__LO REQUERIDO__
Responda con base en la reseña sobre Danger: Diabolik:
1. ¿Qué joya de la aristocracia se menciona como algo que Diabolik es capaz de robar?
2. ¿Qué actor interpreta al inspector de policía?
3. ¿Qué objeto hace de alarma en la guarida de los protagonistas?

__FRAGMENTO PARA LEER__
Danger: Diabolik
Un peligroso delincuente anda suelto y trae en jaque al país entero. Se llama Diabolik, sabe conducir, pelear, disparar, bucear, etc. como nadie y por medio de las más refinadas artimañas es capaz de robar cualquier cosa, sea un cargamento de dinero, sea el collar de esmeraldas más valioso de la aristocracia.
Pero para joya esta película, pequeña obra maestra del kitsch y sesentera hasta el tuétano, que cuenta las locas andanzas de un supervillano (el apolíneo John Phillip Law, nada menos que el ángel de Barbarella) perseguido sin tregua por un sufrido inspector de policía (Michel Piccoli). Frívolo divertimento cuya única pega pudiera ser lo deslavazado de su argumento, apenas existente y más una acumulación de peripecias y de peligros a los que se enfrenta nuestro singular antihéroe, guiada por la incógnita de qué será lo próximo que se les ocurra a los presumiblemente fumados guionistas. Y ante todo, grato ejercicio estilístico con un Bava dándolo todo como maestro indiscutible del artificio, de los colores chillones y las ocurrencias de puesta en escena, como transparencias, o incluso animaciones, en un film cargado de imaginación, de encuadres muy bien medidos que sacan el máximo partido del dislate; véase la fiestecita psicodélica, la guarida de los protas, con el órgano como alarma… y mil paridas más con la molonidad por bandera.

__DATOS REGISTRADOS__
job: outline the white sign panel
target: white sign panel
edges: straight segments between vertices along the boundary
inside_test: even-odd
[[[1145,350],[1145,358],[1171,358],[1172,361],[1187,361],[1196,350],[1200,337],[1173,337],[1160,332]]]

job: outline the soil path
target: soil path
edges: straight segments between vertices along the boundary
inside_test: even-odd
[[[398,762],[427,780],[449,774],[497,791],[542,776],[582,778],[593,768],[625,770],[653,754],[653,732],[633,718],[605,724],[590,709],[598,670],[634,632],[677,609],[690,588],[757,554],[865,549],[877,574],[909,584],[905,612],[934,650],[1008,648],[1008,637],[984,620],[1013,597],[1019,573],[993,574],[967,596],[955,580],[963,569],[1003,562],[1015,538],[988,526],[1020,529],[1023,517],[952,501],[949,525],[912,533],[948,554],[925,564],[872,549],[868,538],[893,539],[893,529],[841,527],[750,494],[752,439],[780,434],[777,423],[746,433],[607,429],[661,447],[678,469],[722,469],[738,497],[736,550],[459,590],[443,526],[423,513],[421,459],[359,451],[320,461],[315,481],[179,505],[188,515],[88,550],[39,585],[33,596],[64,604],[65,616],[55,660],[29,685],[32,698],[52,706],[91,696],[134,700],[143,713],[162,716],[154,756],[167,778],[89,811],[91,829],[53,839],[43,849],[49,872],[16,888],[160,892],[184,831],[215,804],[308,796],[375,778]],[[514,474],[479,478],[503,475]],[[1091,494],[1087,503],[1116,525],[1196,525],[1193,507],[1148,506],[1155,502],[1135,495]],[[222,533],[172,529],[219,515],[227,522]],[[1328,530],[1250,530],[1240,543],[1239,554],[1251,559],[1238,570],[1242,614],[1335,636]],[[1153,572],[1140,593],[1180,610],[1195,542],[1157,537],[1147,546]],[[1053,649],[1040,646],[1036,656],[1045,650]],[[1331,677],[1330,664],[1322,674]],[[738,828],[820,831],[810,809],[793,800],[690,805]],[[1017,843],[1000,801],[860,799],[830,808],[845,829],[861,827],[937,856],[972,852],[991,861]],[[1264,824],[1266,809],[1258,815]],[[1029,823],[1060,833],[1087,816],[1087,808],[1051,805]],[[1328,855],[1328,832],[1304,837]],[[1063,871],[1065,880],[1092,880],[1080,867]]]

__ESPACIO DE RESPUESTA__
1. El collar de esmeraldas más valioso de la aristocracia.
2. Michel Piccoli.
3. El órgano.